TASKS TO COMPLETE —
[1] In the health text, rewrite the part between "This is just" and "for stressed adrenals.", inclusive, changing "fatigued" to "tired".
[2] Answer these questions on the health text:
(a) What does Natur-Tyme's B-Healthy have higher amounts of for the hair?
(b) Who is named as the author of "Stress and Your Health"?
(c) What percentage of doctor's visits per year is said to be accounted for by stress-related issues?

This is just the tip of the iceberg in terms of what B vitamins can do for you. Food sources include: legumes, nuts, brown rice, egg yolks, dairy, fish, and chicken. If you feel fatigued, depressed, or have a poor memory, I would highly recommend starting with a good B-complex. My favorite is Natur-Tyme’s B-Healthy which contains some co-enzymated forms for better bioavailability. It also has higher amounts of biotin for the hair and extra amounts of pantothenic acid for stressed adrenals.

Stress and Your Health

By Laurel Sterling Prisco, MA, RD, CN

StressedI have read that stress-related issues account for 90% of doctor’s visits per year. Oh my! Now…is anyone TRULY stress-free?? I highly doubt it, but how we choose to manage it plays a huge part. Some people release it in healthy and constructive ways and others do not. Some individuals may internalize their stress, and in these individuals it will eventually manifest in one way or another in their body. For instance, have you ever noticed when you’re stressed out and you suddenly feel an ache (headache, backache, stomach ache, etc.) somewhere in your body?

Stress is not only emotional, but also, it has many physical and chemical effects.

[Extracted data entries]
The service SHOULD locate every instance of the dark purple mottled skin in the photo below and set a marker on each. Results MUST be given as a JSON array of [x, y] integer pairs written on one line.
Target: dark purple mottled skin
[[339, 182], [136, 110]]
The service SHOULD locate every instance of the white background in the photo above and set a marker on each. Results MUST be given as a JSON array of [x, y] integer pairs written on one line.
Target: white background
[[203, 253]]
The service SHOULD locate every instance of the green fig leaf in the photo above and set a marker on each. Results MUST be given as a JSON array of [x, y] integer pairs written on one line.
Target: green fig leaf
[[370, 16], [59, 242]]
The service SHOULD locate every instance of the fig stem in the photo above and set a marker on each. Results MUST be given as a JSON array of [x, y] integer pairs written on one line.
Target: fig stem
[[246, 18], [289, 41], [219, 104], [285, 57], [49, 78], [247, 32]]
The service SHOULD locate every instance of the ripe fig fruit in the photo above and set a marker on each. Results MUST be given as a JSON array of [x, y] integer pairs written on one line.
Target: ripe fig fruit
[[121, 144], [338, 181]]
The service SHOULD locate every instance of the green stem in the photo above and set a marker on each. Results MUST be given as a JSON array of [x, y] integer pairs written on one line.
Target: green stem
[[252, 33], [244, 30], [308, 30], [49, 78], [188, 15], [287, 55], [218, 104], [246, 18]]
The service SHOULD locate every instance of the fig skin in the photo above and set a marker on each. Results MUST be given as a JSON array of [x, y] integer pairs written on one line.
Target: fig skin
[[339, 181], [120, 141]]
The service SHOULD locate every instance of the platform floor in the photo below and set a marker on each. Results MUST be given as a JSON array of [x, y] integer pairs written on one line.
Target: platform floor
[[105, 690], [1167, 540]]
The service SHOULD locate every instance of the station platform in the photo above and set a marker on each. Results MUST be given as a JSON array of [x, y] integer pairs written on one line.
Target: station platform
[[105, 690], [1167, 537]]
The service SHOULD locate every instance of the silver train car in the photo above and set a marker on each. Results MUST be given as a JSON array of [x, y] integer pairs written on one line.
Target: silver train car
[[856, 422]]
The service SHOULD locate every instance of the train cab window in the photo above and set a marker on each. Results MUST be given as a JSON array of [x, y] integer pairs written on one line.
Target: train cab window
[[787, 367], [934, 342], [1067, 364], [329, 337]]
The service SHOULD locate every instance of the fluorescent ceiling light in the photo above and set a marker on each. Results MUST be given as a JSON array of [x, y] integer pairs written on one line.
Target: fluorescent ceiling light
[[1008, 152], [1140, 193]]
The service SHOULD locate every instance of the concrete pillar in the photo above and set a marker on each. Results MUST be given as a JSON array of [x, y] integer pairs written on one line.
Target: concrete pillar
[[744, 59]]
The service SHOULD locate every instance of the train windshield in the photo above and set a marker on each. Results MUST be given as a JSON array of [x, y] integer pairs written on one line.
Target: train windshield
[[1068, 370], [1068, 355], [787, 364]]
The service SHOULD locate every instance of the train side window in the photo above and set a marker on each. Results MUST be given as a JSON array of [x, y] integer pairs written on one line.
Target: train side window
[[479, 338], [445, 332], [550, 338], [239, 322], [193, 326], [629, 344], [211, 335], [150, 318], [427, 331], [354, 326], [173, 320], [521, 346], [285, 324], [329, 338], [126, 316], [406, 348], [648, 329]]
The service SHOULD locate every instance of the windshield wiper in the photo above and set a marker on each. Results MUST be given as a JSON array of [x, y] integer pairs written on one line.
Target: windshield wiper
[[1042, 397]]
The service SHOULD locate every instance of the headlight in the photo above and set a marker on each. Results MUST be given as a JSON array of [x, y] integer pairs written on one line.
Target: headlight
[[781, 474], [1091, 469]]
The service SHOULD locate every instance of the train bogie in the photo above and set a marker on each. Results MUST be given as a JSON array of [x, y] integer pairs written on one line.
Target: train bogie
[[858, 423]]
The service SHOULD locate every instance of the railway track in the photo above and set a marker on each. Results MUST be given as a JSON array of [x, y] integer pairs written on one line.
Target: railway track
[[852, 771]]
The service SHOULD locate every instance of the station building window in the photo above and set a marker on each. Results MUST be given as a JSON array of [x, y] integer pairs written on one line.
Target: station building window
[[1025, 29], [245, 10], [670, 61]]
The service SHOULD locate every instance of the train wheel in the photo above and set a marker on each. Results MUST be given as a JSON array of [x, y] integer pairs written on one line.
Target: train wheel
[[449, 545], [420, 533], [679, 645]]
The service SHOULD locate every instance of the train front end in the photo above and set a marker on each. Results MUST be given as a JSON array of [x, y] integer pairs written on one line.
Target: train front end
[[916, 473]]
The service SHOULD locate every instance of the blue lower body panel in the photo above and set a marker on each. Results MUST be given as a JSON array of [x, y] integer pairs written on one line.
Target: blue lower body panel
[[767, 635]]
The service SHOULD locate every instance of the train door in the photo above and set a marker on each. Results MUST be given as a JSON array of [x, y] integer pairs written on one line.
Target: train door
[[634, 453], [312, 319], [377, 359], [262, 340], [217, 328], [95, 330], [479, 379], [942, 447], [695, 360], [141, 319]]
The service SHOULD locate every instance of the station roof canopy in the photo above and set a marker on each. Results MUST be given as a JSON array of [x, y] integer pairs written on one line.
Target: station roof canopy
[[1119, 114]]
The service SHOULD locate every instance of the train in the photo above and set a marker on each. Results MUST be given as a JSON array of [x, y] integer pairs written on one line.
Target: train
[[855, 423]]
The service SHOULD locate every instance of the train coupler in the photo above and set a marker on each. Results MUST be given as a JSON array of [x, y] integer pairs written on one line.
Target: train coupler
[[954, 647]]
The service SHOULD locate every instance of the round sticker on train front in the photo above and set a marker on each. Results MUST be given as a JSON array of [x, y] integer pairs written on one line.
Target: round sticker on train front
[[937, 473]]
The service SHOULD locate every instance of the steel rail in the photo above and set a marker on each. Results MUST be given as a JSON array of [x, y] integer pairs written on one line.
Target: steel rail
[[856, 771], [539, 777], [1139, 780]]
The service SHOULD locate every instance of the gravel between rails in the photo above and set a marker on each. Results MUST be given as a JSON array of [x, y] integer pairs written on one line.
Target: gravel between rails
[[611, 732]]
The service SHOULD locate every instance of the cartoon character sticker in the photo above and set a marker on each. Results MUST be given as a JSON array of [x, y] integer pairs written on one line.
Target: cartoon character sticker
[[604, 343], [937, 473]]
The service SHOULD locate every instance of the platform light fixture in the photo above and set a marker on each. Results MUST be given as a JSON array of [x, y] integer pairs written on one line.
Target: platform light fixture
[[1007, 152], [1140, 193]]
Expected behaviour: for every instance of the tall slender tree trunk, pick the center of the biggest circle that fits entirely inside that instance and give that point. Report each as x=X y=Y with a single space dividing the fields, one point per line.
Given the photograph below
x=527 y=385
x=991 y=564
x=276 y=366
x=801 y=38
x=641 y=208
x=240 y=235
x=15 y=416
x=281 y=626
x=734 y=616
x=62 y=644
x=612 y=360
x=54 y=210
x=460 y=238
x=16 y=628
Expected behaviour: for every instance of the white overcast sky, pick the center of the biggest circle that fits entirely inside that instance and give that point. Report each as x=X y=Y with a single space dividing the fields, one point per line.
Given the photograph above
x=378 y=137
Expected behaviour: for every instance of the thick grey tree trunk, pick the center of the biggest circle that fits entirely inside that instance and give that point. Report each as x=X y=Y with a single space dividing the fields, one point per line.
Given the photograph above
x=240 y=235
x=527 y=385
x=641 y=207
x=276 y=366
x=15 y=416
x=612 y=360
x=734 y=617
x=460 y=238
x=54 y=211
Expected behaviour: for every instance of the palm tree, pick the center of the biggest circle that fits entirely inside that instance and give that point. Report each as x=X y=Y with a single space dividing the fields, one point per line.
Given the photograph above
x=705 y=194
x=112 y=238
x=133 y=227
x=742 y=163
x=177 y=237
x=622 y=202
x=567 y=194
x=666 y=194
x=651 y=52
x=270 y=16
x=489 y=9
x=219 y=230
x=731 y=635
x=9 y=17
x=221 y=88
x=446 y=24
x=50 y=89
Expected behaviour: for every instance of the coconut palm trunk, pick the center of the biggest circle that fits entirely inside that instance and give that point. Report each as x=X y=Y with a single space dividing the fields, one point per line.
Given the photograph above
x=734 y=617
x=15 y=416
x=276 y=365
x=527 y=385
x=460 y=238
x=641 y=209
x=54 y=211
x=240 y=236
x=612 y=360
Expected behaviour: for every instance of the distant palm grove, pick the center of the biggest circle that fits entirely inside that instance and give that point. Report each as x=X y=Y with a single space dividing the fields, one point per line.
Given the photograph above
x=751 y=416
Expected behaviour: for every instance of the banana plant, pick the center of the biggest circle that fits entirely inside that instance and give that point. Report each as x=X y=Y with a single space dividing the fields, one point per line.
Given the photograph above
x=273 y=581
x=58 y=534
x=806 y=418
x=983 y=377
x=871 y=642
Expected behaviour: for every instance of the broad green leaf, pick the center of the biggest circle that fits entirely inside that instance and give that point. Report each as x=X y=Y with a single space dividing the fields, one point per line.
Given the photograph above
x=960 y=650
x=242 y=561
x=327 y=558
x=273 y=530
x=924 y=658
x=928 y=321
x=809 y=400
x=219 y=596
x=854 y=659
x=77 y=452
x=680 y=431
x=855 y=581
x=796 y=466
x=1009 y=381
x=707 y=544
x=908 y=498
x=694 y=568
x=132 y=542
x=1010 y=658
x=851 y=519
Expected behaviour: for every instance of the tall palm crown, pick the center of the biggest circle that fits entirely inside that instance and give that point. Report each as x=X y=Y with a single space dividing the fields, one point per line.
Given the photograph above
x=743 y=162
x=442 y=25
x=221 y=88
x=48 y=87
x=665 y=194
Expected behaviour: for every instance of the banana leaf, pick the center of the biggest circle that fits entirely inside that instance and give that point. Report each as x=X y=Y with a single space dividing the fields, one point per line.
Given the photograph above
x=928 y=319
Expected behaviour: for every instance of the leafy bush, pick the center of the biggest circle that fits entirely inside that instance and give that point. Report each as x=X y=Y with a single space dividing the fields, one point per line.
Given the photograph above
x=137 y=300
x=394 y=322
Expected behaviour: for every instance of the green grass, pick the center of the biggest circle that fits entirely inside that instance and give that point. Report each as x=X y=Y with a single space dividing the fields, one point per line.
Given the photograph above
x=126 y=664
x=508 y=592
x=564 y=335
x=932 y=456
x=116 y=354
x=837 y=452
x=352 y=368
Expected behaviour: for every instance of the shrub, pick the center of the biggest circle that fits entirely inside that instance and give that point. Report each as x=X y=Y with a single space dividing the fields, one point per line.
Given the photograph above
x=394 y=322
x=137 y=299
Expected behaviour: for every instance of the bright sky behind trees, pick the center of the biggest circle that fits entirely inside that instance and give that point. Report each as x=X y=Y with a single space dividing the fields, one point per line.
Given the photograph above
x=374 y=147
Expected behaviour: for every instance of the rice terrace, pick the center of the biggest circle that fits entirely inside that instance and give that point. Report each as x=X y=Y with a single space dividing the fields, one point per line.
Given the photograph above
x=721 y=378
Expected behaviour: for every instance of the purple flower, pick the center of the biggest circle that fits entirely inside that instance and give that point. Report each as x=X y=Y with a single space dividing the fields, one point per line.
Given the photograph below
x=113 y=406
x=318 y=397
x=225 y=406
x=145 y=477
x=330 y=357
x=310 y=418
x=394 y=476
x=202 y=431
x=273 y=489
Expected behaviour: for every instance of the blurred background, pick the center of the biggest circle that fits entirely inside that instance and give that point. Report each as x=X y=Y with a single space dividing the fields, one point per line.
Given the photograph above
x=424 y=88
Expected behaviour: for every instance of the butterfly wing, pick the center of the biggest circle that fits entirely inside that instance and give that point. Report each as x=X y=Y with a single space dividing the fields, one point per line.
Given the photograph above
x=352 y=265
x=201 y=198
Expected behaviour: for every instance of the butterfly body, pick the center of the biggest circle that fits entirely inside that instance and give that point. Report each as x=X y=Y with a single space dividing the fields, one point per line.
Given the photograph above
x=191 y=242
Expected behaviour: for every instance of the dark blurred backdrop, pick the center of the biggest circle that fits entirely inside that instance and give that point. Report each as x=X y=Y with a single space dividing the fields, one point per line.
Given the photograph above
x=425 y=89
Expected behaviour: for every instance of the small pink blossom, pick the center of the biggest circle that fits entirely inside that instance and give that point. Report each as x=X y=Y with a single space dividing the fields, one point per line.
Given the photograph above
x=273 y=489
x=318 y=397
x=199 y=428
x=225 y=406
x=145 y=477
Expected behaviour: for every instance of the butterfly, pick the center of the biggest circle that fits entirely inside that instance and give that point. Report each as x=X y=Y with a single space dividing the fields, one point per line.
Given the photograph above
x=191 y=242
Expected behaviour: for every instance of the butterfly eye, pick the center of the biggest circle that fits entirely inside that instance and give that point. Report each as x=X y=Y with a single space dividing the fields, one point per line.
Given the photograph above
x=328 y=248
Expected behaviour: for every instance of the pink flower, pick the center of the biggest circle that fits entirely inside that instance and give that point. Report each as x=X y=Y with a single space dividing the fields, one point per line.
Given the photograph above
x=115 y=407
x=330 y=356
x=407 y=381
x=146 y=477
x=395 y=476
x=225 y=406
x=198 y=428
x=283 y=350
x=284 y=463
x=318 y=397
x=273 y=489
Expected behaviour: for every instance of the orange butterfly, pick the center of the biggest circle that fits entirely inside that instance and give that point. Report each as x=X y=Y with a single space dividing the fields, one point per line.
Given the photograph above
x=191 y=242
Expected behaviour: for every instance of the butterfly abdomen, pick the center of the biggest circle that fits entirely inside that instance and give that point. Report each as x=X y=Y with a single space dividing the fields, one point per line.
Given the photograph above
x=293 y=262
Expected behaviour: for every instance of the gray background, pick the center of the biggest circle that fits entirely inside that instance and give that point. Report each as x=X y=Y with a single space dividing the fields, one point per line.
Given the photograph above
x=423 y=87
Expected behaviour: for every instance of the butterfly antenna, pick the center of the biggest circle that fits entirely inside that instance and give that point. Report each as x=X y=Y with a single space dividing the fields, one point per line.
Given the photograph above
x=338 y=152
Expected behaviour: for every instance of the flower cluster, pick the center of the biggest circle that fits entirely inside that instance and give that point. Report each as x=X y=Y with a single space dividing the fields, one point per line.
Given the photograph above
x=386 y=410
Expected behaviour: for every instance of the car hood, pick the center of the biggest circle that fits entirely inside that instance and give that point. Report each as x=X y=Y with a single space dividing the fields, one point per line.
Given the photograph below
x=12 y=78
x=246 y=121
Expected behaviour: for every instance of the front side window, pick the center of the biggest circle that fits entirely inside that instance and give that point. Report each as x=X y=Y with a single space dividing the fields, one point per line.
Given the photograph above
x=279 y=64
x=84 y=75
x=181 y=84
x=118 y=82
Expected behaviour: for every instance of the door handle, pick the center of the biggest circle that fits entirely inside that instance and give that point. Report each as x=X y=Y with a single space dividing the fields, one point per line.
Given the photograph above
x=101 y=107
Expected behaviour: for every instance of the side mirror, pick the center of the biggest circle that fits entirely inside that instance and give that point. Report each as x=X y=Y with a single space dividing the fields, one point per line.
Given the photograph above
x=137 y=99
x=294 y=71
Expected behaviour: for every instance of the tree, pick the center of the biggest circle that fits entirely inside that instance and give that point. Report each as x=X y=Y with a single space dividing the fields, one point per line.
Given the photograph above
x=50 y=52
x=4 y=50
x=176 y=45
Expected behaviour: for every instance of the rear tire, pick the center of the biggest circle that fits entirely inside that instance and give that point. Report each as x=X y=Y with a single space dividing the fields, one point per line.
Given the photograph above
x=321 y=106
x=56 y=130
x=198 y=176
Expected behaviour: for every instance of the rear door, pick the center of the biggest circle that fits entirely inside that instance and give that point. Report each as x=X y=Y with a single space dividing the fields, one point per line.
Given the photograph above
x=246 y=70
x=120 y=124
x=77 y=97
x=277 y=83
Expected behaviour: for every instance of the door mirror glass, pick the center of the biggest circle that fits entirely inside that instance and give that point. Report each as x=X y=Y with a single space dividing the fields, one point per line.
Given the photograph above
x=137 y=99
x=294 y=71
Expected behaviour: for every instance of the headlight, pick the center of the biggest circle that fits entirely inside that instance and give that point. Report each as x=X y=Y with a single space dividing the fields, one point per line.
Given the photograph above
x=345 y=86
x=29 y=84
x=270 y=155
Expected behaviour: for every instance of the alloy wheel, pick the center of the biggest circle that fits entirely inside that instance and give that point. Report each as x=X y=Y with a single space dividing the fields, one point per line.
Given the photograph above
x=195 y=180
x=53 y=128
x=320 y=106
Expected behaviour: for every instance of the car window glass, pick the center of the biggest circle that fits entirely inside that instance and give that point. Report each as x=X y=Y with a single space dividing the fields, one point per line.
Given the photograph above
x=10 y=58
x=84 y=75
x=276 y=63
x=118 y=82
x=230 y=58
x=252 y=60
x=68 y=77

RESPONSES TO THE EXERCISE —
[1]
This is just the tip of the iceberg in terms of what B vitamins can do for you. Food sources include: legumes, nuts, brown rice, egg yolks, dairy, fish, and chicken. If you feel tired, depressed, or have a poor memory, I would highly recommend starting with a good B-complex. My favorite is Natur-Tyme’s B-Healthy which contains some co-enzymated forms for better bioavailability. It also has higher amounts of biotin for the hair and extra amounts of pantothenic acid for stressed adrenals.

[2]
(a) Biotin
(b) Laurel Sterling Prisco, MA, RD, CN
(c) 90%